• Text block
--
[Date Prev][Date Next][Thread Prev][Thread Next][Date Index][Thread Index]
Reply to: [list | sender only]
Re: [ddlm-group] CIF-2 changes
- To: [email protected], Group finalising DDLm and associated dictionaries <[email protected]>
- Subject: Re: [ddlm-group] CIF-2 changes
- From: "Herbert J. Bernstein" <[email protected]>
- Date: Wed, 18 Nov 2009 07:16:05 -0500 (EST)
- In-Reply-To: <C7297866.124AC%[email protected]>
- References: <C7297866.124AC%[email protected]>
Dear Nick,
Thank you. What we need is a clean clear precise document that will
serve two purposes:
1. Show software writers the rules for the documents that their
software will have to process; and
2. Show users the rules for the documents that they will be allowed to
write.
With the divergence between CIF 1.1 and CIF 2 and the application of the
aliases, this has now become challenging. We want the software writers to
handle both CIF 1.1 and CIF 2 documents, but we want users to be
encouraged to write clean CIF 2 documents, not relying on aliases except
when necessary.
Regards,
Herbert
=====================================================
Herbert J. Bernstein, Professor of Computer Science
Dowling College, Kramer Science Center, KSC 121
Idle Hour Blvd, Oakdale, NY, 11769
+1-631-244-3035
[email protected]
=====================================================
On Wed, 18 Nov 2009, Nick Spadaccini wrote:
> I will do this shortly. I will write it for CIF2, and separately for STAR
> which will be slightly different with regarded to accepted encoding
> (attempting to not preclude any other encodings - but I am sure we finally
> agreed UTF-8 would be the ONLY CIF2 encoding). The other STAR application I
> will need to specify (broadly at this stage because the detail is enormous)
--
[Collected data]
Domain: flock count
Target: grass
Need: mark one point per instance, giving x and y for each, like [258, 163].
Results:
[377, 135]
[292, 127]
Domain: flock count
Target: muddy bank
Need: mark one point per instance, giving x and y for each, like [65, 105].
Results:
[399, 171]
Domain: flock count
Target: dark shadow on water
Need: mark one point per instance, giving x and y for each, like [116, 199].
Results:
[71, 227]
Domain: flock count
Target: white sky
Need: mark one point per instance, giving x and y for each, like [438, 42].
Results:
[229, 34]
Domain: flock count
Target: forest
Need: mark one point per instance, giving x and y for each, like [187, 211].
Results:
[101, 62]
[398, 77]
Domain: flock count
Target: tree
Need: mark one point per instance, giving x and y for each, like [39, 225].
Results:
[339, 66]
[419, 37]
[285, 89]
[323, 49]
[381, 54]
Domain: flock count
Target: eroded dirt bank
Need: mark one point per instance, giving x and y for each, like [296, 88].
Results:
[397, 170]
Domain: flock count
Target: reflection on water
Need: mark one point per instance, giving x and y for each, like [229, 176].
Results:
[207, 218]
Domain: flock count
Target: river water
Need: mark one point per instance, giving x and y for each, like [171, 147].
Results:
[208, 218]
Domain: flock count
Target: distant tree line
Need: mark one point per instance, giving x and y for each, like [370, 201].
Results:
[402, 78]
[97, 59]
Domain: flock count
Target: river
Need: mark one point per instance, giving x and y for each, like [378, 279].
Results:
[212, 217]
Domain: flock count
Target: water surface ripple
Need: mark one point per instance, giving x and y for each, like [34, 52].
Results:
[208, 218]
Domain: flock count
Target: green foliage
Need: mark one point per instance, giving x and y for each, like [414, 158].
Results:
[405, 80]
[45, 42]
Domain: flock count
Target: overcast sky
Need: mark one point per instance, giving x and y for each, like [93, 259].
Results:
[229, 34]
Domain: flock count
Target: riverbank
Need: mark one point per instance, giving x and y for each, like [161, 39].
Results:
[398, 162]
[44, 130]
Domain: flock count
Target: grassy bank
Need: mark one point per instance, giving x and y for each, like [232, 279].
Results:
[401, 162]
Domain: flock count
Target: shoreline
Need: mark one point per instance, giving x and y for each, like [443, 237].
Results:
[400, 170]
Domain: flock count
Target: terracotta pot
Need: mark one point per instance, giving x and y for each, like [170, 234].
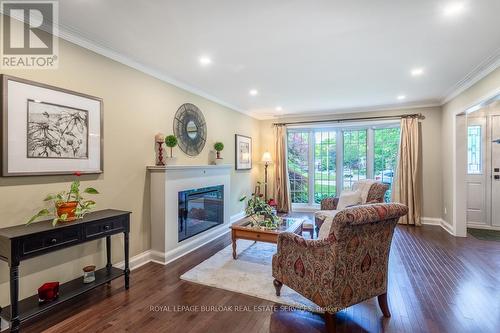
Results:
[67, 208]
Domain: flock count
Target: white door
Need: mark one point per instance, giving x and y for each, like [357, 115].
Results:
[476, 179]
[495, 171]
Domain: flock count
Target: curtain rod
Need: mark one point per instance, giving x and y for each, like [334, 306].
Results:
[414, 115]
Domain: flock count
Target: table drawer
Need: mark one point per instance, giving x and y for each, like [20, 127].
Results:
[100, 229]
[43, 242]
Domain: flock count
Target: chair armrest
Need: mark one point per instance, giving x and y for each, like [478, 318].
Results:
[298, 260]
[329, 203]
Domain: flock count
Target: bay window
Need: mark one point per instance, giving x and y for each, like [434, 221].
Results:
[324, 161]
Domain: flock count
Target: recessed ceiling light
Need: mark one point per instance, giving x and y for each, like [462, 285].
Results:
[453, 9]
[205, 61]
[417, 71]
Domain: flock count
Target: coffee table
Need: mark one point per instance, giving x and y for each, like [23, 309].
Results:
[244, 230]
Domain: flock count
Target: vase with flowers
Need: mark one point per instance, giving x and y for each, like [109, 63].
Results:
[259, 212]
[67, 205]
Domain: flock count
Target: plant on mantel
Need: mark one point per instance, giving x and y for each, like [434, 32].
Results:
[218, 146]
[171, 141]
[67, 205]
[261, 214]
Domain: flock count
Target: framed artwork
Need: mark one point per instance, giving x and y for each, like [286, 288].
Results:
[243, 154]
[48, 130]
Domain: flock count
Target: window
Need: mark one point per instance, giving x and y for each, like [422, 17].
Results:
[323, 161]
[386, 144]
[354, 157]
[474, 163]
[298, 166]
[325, 164]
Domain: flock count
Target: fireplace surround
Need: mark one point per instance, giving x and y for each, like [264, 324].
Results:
[169, 185]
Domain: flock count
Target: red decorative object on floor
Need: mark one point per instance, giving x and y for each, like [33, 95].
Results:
[48, 292]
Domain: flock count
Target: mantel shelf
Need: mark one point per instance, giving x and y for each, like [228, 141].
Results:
[188, 167]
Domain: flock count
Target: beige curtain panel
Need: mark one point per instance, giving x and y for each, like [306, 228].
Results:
[281, 184]
[407, 184]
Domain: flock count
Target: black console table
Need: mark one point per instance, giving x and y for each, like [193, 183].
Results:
[27, 241]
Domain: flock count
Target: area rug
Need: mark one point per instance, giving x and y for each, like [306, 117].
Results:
[250, 274]
[483, 234]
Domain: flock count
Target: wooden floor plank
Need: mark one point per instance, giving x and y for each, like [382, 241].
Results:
[437, 283]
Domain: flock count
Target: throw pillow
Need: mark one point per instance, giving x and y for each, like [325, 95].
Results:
[349, 198]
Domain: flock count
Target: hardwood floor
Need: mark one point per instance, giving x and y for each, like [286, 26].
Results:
[437, 283]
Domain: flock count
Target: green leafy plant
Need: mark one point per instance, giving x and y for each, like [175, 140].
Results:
[218, 146]
[171, 142]
[67, 205]
[260, 212]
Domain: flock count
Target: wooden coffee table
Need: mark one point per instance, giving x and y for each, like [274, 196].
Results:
[244, 230]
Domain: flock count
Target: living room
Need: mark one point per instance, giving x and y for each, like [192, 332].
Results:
[259, 167]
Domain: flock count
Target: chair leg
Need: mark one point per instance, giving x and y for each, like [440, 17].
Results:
[330, 322]
[384, 306]
[277, 286]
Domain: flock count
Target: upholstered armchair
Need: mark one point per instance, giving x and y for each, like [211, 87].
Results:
[375, 193]
[345, 268]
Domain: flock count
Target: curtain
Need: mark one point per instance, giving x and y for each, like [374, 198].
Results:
[281, 183]
[406, 188]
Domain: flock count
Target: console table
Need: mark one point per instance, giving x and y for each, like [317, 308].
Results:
[27, 241]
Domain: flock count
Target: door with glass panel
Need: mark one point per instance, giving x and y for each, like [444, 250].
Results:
[476, 171]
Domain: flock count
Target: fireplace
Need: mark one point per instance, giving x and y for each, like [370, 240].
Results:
[199, 210]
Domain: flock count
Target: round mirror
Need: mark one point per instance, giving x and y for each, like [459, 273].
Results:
[191, 129]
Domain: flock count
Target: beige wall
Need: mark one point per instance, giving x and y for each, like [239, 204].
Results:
[431, 150]
[136, 107]
[460, 103]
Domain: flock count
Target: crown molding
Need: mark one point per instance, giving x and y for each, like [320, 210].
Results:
[73, 36]
[478, 73]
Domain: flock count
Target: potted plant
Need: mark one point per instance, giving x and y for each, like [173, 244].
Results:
[171, 142]
[67, 205]
[261, 214]
[218, 146]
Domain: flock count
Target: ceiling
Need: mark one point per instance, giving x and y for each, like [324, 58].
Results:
[309, 56]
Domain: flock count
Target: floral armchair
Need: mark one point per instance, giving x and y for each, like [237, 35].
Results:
[375, 193]
[347, 267]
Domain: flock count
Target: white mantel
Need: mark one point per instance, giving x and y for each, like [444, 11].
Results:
[166, 182]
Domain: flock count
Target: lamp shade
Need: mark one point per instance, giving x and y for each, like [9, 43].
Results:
[266, 157]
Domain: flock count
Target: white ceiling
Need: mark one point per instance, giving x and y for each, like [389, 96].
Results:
[308, 56]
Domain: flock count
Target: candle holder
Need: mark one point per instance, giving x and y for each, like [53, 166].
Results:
[160, 140]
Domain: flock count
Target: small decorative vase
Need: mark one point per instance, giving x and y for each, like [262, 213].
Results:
[89, 274]
[67, 208]
[170, 160]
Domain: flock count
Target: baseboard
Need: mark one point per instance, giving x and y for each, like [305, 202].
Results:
[482, 226]
[165, 258]
[439, 222]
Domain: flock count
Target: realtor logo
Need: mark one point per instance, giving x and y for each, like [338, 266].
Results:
[29, 34]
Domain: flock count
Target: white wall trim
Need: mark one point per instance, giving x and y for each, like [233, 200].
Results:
[478, 73]
[73, 36]
[165, 258]
[439, 222]
[482, 226]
--
Decide whether each of the following statements agrees with the message about CIF-2 changes, answering yes or no and quoting the words of the message that settle it. 1. The requested document is meant to serve three purposes. 2. Software writers are expected to handle both CIF 1.1 and CIF 2 documents. 3. Users should be encouraged to rely on aliases whenever possible.

1. No: "serve two purposes"
2. Yes: "We want the software writers to handle both CIF 1.1 and CIF 2 documents"
3. No: "not relying on aliases except when necessary"